Fault Analysis in Power Systems Part 3c-2
In this video, we will calculate the voltage quantities for a phase-to-phase fault, continuing from Part 3C-1. Moving forward to fault voltage calculations, we observe from the fault sequence network that the positive and negative sequence voltages at the point of the fault will be equal to each other since we are measuring at the same node. As shown in the sequence network diagram, we use the same base values as before, where Vbase is equal to 13.8 kV divided by the square root of three.
Applying KVL (Kirchhoff’s Voltage Law) in the positive sequence loop, the positive sequence voltage at the point of the fault is the source voltage (1 per unit at an angle of zero degrees) minus the voltage drop across the positive sequence impedance, which is the positive sequence fault current (-j3.333 per unit) multiplied by j0.15 per unit. This gives us a value of 0.5 per unit at an angle of zero degrees. This is a per unit value, and we need to convert it to sequence voltage quantities. We do this by simply multiplying it by the base value calculated earlier, resulting in a positive sequence voltage of 3.98 kV at an angle of zero degrees.
As discussed earlier, the negative sequence voltage will also be equal to 3.98 kV at an angle of zero degrees. So, both the positive sequence and the negative sequence voltages will be equal.

### Dataset extract
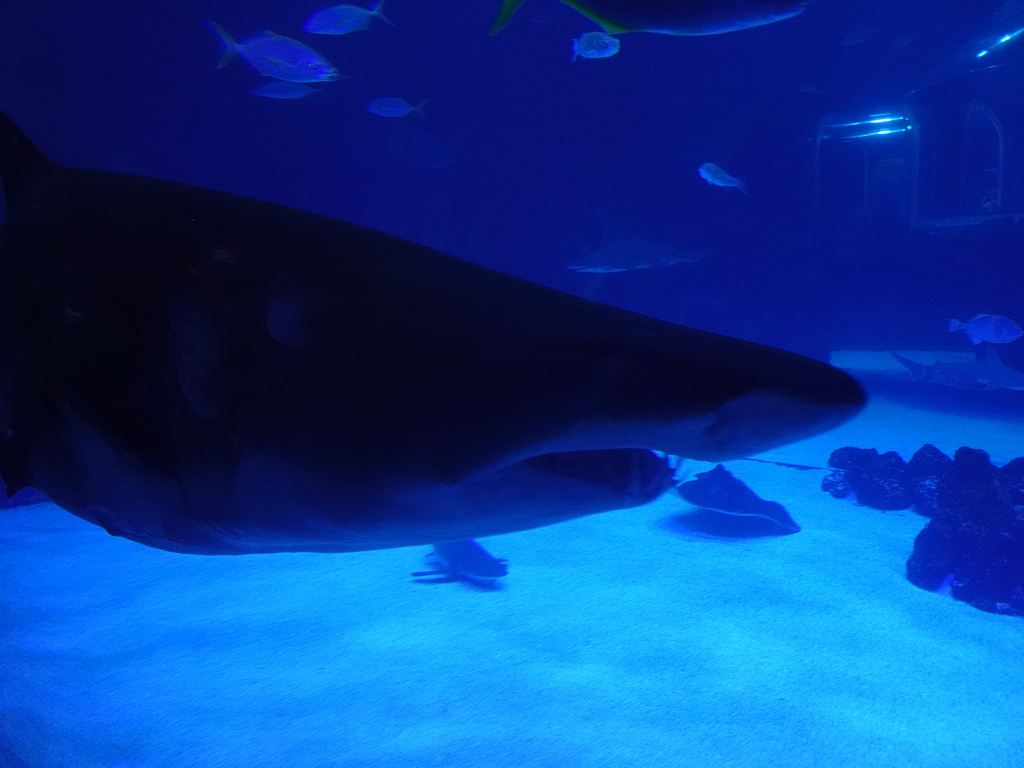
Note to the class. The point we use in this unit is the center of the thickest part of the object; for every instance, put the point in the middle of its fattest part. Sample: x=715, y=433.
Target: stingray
x=206, y=373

### Brief A
According to the fault analysis text, why are the positive and negative sequence voltages at the point of the fault equal?
### Brief B
Retype the fault analysis text from "As discussed earlier, the" to "will be equal.".

### Final result A
The fault sequence network shows that both voltages are measured at the same node, so they are equal. Both therefore come to 3.98 kV at an angle of zero degrees.

### Final result B
As discussed earlier, the negative sequence voltage will also be equal to 3.98 kV at an angle of zero degrees. So, both the positive sequence and the negative sequence voltages will be equal.